WORK ITEM
Below are the records; copy every line in them that holds the string "piece".

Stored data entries
★ ★ ★ ★ ★

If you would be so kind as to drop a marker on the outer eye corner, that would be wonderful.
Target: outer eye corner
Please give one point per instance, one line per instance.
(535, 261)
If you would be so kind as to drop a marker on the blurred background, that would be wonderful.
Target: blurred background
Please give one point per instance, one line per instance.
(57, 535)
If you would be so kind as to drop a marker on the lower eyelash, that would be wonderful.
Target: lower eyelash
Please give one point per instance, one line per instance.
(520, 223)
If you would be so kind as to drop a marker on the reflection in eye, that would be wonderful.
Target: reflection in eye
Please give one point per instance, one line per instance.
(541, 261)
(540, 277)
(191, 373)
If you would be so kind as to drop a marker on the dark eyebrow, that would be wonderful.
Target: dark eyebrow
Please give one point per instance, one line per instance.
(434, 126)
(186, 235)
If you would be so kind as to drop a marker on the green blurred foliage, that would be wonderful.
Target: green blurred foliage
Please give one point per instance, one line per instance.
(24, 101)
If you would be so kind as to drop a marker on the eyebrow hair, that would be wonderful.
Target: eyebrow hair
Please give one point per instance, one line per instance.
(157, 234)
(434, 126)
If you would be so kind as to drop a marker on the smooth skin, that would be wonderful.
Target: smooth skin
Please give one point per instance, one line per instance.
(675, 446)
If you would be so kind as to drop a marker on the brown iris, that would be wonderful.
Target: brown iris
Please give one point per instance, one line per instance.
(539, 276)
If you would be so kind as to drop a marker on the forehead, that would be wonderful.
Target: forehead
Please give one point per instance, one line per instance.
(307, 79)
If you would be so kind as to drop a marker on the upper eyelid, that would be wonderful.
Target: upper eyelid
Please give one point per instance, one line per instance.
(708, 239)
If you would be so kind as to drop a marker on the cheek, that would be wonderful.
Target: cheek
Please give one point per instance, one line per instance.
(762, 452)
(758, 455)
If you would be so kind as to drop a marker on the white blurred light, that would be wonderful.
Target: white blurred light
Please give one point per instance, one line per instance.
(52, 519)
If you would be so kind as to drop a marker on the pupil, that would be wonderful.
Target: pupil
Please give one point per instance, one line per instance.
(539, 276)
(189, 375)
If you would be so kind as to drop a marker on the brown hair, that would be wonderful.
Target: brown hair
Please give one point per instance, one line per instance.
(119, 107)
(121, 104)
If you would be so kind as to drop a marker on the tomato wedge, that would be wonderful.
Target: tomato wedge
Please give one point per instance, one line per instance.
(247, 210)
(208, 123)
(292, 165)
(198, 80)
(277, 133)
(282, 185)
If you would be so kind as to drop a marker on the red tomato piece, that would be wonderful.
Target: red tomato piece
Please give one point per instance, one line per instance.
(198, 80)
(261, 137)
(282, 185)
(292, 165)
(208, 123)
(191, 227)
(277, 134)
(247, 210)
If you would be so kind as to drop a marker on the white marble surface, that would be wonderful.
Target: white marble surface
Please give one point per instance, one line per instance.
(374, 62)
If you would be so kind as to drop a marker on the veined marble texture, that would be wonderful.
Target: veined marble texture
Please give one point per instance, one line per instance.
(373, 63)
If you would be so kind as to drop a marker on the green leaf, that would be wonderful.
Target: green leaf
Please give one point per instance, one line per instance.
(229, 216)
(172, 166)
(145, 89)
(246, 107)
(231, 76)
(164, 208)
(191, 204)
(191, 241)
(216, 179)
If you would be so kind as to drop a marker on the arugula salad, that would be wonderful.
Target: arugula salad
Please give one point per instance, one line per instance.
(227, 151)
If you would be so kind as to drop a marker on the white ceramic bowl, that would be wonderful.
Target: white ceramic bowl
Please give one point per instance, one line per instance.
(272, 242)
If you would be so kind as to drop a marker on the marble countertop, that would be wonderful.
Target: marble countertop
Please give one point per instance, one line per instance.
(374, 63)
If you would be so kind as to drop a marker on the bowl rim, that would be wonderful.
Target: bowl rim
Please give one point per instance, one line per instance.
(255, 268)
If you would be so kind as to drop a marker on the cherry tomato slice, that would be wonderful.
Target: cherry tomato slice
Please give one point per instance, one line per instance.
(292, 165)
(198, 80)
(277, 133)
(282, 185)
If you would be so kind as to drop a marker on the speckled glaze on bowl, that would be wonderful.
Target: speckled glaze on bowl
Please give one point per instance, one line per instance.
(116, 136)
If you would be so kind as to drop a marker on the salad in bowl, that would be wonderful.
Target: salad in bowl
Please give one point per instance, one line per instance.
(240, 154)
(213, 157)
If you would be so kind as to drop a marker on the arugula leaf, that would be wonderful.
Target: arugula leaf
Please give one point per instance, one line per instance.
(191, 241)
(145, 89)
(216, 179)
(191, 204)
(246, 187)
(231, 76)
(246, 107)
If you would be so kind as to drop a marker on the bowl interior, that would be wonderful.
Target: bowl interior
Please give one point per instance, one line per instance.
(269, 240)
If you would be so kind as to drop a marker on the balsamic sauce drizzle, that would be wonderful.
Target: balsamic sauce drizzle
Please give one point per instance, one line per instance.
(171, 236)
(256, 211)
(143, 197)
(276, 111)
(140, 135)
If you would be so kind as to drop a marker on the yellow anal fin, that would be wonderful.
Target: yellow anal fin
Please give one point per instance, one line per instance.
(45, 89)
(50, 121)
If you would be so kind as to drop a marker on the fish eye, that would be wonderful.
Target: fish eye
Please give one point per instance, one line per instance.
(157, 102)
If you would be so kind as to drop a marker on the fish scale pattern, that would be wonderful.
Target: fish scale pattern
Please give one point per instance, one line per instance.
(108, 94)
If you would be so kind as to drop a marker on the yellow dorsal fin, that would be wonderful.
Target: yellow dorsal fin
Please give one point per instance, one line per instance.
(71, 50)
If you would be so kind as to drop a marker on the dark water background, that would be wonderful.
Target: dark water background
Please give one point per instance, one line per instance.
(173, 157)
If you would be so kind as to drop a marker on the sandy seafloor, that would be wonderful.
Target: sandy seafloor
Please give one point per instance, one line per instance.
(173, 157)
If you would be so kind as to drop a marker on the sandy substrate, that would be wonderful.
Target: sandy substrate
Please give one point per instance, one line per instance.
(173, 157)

★ ★ ★ ★ ★

YOUR RESPONSE
If you would be so kind as to drop a marker on the red tomato piece, that would be wonderful.
Target: red tomato piece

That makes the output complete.